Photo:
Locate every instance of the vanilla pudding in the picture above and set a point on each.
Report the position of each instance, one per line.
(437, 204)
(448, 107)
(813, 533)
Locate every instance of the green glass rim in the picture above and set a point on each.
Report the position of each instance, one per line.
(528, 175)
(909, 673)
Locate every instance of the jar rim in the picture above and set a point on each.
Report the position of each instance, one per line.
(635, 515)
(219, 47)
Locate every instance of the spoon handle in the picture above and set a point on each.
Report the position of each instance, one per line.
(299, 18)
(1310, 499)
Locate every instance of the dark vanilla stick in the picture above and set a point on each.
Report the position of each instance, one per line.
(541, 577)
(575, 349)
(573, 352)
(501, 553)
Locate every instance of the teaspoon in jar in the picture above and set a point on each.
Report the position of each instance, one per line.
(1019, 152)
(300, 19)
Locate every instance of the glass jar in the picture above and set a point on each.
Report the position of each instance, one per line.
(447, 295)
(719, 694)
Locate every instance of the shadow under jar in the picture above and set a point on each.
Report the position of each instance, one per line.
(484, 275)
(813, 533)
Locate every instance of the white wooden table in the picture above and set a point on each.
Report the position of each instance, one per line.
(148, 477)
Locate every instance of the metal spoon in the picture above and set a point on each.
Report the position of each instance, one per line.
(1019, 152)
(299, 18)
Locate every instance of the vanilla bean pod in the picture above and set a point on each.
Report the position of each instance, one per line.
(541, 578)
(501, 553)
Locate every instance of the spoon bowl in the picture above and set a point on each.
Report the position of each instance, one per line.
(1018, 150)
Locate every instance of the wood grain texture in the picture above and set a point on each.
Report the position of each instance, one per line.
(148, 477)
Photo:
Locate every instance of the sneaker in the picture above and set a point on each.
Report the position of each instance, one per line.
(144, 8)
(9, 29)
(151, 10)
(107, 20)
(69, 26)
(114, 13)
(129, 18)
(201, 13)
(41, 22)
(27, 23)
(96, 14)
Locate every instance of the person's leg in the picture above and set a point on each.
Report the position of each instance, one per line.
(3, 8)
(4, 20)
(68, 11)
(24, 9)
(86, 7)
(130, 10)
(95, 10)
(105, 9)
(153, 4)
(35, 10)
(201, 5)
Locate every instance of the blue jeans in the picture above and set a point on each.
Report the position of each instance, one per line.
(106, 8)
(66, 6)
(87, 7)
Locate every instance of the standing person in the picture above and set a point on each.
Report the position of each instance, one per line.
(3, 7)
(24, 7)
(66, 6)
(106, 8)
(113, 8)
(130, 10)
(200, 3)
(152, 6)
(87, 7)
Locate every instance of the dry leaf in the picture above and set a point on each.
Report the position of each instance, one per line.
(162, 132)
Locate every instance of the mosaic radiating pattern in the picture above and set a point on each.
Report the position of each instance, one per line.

#####

• **What you should do**: Each of the records should be retyped exactly.

• **Exercise answer**:
Photo:
Locate every instance of the vanilla pudding in the picture above and set a point on each.
Report the position of each instance, one per line.
(437, 204)
(448, 107)
(813, 533)
Locate every instance of the green glass rim in the picture above and set a point on each.
Report the position of each instance, one per line.
(528, 175)
(909, 673)
Locate every instance of the jar rim in the picture above and set a point on each.
Report the position of each instance, one per line.
(635, 515)
(219, 47)
Locate every instance of the spoon handle in the picture above and set a point on each.
Report the position of each instance, one per line.
(299, 18)
(1310, 499)
Locate every instance of the dark vanilla stick in the picture above and set a point on each.
Report the position of each instance, one per line.
(541, 577)
(575, 349)
(573, 352)
(501, 553)
Locate every instance of the teaspoon in jar in the picture above and set a point on each.
Report the position of each instance, one per line.
(1019, 152)
(300, 19)
Locate every instance of the glass jar in the picture above and set a point on each.
Report the position of each instance, one per line.
(447, 295)
(719, 694)
Locate every instance of the shadow under jar in the picture above and set a point on each.
Report the position of each instance, one per line.
(484, 275)
(813, 533)
Locate every instance of the white wooden table in the picture above and set a point on each.
Report the position of each instance, one per line.
(148, 477)
Locate every instance of the metal spoon in the picture above and set a point on each.
Report the position of each instance, one per line.
(1019, 152)
(299, 18)
Locate every instance of the vanilla bean pod in the picture above and set a point on each.
Report the position of each instance, one per line.
(541, 578)
(501, 553)
Locate every instance of the spoon bowl in the picture above and set a point on each.
Report the position of each instance, one per line.
(1018, 150)
Locate every instance of the wood grain texture in the picture above and set a point on each.
Report the position of each instance, one per line.
(148, 477)
Photo:
Locate every instance of the sneaker in the picture above and set a point on each.
Report the position of each instance, one per line.
(144, 8)
(9, 29)
(151, 10)
(107, 20)
(69, 26)
(114, 13)
(129, 18)
(201, 13)
(41, 22)
(27, 23)
(96, 14)
Locate every instance of the person's leg in the picture above and set a point on each.
Report the position of each instance, one per line.
(3, 8)
(4, 20)
(68, 11)
(24, 9)
(86, 7)
(130, 10)
(95, 10)
(105, 9)
(153, 4)
(35, 10)
(201, 5)
Locate every instance of the blue jeans in the picture above and set a point on each.
Report the position of each instance, one per line.
(106, 8)
(66, 6)
(87, 7)
Locate every instance of the standing person in the picture above and set a point on each.
Report the position of each instance, one per line.
(3, 7)
(24, 7)
(66, 6)
(106, 8)
(113, 8)
(130, 10)
(200, 3)
(152, 6)
(87, 7)
Locate every instance of the dry leaf in the picture above and set a point on each.
Report the position of each instance, one per line.
(162, 132)
Locate every instance of the mosaic radiating pattern in the picture above and set a point on each.
Report the position of each instance, one per line.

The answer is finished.